--- WHAT THE EXERCISE ASKS ---
Read the records below and copy each line that contains "racket".

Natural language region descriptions
⁂

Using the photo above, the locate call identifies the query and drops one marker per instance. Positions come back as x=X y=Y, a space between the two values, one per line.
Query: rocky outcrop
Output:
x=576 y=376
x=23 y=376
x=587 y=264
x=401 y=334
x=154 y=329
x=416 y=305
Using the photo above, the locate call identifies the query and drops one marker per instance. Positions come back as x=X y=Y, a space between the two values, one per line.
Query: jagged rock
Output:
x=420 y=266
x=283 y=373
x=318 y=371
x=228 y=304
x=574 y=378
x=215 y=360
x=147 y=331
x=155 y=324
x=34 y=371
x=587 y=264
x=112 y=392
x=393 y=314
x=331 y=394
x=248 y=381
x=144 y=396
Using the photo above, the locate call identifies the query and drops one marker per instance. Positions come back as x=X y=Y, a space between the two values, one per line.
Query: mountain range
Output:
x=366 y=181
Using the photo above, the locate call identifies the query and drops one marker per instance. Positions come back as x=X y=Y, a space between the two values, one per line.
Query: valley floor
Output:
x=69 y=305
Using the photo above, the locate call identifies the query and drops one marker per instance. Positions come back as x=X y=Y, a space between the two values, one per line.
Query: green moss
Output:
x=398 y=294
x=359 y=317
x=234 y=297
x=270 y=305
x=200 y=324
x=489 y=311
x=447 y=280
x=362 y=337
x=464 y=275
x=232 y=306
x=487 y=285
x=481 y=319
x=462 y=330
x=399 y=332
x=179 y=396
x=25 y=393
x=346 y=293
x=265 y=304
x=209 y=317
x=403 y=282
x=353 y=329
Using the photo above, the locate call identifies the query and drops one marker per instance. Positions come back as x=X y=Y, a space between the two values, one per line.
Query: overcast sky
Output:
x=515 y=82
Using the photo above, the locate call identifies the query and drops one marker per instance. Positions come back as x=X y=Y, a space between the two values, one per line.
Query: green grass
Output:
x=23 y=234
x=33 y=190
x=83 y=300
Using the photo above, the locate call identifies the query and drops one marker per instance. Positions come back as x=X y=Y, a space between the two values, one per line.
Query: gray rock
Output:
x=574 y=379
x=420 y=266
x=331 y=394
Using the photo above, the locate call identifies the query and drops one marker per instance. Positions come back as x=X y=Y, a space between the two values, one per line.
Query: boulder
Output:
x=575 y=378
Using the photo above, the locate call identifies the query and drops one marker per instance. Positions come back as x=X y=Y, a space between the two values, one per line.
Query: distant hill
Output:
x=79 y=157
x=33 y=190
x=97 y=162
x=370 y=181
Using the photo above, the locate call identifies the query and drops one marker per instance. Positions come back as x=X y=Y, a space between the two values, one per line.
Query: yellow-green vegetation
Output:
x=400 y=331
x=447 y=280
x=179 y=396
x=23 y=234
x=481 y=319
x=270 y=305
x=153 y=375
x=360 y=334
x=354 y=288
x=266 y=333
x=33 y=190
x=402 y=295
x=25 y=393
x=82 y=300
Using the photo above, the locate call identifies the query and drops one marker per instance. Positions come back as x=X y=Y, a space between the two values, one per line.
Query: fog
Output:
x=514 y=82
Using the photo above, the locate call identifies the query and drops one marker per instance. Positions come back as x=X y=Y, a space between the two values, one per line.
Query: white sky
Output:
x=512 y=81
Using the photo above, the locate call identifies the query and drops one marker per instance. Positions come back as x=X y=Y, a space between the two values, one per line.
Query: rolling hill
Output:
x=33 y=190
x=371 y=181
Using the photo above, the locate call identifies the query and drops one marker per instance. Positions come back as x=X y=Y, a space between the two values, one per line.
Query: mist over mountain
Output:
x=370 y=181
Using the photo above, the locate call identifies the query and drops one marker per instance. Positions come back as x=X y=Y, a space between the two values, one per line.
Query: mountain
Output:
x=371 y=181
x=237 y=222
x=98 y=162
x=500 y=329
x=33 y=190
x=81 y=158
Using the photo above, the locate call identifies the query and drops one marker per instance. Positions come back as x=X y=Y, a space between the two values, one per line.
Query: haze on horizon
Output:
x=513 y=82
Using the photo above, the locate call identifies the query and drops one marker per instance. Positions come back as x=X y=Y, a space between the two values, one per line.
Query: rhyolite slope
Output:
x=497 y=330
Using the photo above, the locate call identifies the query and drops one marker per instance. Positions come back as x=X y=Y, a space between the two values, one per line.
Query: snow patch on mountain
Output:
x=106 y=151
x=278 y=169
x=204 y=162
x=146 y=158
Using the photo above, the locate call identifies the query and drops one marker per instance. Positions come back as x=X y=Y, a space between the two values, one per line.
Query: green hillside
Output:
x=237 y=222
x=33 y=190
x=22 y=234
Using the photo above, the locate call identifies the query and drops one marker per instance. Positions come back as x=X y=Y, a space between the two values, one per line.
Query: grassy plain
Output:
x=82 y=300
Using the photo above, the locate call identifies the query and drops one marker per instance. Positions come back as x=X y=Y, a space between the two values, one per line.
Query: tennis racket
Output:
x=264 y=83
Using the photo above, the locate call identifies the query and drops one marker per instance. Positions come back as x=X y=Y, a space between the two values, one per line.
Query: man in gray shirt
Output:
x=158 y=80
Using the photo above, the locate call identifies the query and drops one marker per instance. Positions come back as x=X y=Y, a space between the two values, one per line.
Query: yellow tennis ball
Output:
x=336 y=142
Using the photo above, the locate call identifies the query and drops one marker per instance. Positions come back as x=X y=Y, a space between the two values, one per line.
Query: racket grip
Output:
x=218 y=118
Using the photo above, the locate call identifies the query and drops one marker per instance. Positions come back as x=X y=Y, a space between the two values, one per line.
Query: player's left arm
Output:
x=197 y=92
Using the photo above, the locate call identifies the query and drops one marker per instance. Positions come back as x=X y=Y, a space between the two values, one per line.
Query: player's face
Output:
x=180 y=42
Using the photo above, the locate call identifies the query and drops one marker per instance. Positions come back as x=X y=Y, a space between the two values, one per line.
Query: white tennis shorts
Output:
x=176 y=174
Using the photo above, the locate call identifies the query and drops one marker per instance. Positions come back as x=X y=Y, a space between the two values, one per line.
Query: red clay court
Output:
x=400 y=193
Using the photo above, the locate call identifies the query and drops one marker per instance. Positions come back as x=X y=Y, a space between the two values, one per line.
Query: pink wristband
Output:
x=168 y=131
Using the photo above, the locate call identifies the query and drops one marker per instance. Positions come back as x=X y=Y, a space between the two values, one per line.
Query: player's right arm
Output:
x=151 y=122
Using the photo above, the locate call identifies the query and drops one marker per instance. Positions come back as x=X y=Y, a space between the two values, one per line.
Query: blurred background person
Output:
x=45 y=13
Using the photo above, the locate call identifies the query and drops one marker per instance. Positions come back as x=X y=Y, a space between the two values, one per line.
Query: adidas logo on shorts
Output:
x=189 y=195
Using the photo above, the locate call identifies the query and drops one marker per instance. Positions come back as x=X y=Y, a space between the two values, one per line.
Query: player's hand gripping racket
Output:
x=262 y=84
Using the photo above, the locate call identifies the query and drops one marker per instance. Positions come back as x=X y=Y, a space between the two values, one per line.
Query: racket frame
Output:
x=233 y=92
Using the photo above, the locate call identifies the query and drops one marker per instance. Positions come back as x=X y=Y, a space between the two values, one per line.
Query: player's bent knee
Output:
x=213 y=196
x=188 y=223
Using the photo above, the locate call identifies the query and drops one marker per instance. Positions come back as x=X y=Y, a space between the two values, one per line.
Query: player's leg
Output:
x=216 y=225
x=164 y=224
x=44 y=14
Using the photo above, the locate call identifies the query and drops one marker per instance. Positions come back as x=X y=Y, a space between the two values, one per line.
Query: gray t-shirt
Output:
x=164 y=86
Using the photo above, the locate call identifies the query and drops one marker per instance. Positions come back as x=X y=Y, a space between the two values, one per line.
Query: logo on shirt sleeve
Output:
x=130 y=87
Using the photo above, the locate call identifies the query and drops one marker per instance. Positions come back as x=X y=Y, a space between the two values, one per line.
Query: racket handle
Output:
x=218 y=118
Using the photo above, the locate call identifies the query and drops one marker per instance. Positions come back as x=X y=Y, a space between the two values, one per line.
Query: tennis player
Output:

⁂

--- REPLY ---
Query: tennis racket
Query: racket grip
Query: player's hand gripping racket
Query: racket frame
Query: racket handle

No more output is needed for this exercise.